EXTRACTED TEXT:
************
On Sun, Jul 15, 2007 at 02:00:29PM -0700, Jonathan Campbell wrote:
> I wrote a set of patches out of concern that even if you compile a 386
> kernel a lot of code irrelevent to legacy machines still remains. Things
> like the Pentium TSC register, DMI information, ESCD parsing, and the use
> of CPUID do not apply to these machines, but looking at System.map you can
> see they're still there.
>
> Already with these patches I can compile a zImage kernel that is 450kb
> large (890kb decompressed) with a small initramfs payload, floppy and
> kernel module support, FPU emulation, that can successfully boot on an
> ancient 386 laptop with only 1MB of extended memory. Eventually what I'd
> like to have is the ability to compile a pure 386 kernel with all non-386
> functions removed (and perhaps the same for 486 machines).
************
GIVEN DATA:

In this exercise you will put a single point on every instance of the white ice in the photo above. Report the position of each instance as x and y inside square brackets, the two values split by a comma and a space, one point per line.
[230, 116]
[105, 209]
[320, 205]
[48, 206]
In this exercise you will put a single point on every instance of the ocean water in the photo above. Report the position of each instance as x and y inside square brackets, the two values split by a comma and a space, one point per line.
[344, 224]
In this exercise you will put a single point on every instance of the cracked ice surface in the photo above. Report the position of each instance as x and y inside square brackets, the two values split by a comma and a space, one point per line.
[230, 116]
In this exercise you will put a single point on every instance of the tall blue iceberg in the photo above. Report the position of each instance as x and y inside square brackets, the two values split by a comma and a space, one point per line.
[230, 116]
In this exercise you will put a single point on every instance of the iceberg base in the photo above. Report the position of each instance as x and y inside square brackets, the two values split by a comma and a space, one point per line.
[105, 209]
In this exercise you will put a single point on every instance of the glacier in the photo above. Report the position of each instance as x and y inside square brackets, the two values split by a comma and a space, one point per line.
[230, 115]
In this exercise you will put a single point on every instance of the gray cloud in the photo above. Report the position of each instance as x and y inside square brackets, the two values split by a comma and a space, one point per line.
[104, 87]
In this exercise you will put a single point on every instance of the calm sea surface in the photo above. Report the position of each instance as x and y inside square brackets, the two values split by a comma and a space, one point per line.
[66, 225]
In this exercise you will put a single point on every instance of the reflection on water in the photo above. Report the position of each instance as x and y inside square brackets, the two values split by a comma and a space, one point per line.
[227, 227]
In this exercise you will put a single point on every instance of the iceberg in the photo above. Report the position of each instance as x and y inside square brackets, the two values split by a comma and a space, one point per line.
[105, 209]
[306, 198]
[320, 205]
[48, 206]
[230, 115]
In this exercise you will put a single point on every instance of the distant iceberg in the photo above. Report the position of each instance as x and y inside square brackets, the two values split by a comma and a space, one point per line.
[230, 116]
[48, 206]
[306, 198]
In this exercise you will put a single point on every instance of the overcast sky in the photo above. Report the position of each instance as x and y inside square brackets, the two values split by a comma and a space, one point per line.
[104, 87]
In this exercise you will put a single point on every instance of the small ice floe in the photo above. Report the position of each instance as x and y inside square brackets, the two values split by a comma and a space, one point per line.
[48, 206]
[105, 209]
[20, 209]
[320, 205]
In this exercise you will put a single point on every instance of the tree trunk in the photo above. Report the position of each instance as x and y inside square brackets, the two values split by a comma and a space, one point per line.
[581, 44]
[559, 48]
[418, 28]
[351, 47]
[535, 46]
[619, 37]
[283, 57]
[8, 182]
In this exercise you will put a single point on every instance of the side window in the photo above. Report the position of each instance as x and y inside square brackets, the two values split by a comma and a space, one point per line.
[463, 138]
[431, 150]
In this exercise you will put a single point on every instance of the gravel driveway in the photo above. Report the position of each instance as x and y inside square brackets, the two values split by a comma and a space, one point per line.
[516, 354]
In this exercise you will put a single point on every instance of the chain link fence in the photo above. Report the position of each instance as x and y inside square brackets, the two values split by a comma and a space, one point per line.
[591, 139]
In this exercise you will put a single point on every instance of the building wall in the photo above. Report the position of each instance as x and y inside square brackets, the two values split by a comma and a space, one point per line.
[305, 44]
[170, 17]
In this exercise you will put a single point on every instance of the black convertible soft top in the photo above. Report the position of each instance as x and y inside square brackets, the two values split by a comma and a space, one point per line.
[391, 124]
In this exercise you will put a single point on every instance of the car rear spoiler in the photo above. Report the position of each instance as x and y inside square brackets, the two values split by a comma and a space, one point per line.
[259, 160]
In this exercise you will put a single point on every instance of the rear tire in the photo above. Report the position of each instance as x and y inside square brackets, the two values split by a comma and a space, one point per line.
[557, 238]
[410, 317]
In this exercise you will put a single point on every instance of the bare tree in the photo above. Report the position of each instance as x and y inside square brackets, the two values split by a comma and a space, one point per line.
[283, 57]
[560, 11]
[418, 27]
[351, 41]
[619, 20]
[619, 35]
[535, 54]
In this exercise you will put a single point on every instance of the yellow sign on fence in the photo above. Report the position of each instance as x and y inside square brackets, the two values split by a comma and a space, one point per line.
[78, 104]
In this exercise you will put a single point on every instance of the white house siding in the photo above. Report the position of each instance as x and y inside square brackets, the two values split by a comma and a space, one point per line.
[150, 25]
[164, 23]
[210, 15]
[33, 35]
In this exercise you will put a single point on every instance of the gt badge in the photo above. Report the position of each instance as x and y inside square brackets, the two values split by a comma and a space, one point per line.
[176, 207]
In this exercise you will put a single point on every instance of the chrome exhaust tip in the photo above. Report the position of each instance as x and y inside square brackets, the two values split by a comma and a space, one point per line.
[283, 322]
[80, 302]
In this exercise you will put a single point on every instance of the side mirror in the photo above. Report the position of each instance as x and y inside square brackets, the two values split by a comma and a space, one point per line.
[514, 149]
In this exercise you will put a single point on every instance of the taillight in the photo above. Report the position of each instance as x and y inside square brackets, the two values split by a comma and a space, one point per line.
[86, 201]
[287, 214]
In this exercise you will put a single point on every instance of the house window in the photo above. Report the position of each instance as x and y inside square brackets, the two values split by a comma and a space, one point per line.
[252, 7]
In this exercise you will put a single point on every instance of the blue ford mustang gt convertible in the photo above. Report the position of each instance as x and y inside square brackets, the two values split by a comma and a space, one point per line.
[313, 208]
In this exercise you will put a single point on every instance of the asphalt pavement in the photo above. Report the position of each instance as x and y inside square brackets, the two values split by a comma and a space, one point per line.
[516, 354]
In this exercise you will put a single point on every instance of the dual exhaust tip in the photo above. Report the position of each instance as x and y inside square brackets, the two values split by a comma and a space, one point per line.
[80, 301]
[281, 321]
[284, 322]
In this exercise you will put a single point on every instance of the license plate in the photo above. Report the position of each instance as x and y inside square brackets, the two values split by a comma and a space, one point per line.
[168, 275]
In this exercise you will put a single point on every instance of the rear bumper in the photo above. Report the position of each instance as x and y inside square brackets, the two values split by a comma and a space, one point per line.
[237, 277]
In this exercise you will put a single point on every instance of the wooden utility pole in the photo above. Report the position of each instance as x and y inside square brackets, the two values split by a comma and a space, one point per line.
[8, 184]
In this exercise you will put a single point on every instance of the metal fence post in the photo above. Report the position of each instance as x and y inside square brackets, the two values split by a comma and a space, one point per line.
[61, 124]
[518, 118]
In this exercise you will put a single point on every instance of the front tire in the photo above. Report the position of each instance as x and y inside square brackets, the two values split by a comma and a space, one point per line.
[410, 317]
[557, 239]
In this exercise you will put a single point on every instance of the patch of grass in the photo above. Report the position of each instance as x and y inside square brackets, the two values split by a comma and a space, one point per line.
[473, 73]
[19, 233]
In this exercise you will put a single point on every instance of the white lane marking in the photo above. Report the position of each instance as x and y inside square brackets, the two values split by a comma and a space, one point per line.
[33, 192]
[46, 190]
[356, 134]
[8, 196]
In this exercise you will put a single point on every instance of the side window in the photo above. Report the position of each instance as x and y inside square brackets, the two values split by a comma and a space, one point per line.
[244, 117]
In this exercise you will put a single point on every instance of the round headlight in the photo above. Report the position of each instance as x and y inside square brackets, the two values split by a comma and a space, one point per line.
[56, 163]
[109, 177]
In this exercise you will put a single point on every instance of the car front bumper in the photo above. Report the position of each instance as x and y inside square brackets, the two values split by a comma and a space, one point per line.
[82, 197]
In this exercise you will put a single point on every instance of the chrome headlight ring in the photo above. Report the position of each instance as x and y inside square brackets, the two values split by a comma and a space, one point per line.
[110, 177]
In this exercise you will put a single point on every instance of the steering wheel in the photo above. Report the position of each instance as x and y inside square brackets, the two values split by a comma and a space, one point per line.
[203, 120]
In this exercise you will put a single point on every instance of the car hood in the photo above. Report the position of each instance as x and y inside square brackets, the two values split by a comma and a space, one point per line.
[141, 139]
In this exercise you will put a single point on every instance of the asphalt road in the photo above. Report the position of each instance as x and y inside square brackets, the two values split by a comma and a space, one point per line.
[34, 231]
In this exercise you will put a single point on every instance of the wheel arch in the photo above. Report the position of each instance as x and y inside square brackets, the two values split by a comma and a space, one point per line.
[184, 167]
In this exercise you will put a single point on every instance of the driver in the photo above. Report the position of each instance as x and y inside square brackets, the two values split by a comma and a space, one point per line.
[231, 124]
************
LIST OF TASKS:
a – Reproduce the part of the message about 386 kernel patches that begins at the words "On Sun, Jul" and stops after the words "they're still there.".
b – Continue the message about 386 kernel patches from the point where it stops.

ANSWER LIST:
a –
On Sun, Jul 15, 2007 at 02:00:29PM -0700, Jonathan Campbell wrote:
> I wrote a set of patches out of concern that even if you compile a 386
> kernel a lot of code irrelevent to legacy machines still remains. Things
> like the Pentium TSC register, DMI information, ESCD parsing, and the use
> of CPUID do not apply to these machines, but looking at System.map you can
> see they're still there.

b –
>...
Besides some issues with the patch itself you didn't provide the one
important number:
By how much does your patch decrease the size of the kernel?
Also note that when aiming for a tiny kernel enabling module support is
a huge mistake since it increases the amount of RAM used when running
the kernel by at about 10%.
cu
Adrian
--
"Is there not promise of rain?" Ling Tan asked suddenly out
of the darkness. There had been need of rain for many days.
"Only a promise," Lao Er said.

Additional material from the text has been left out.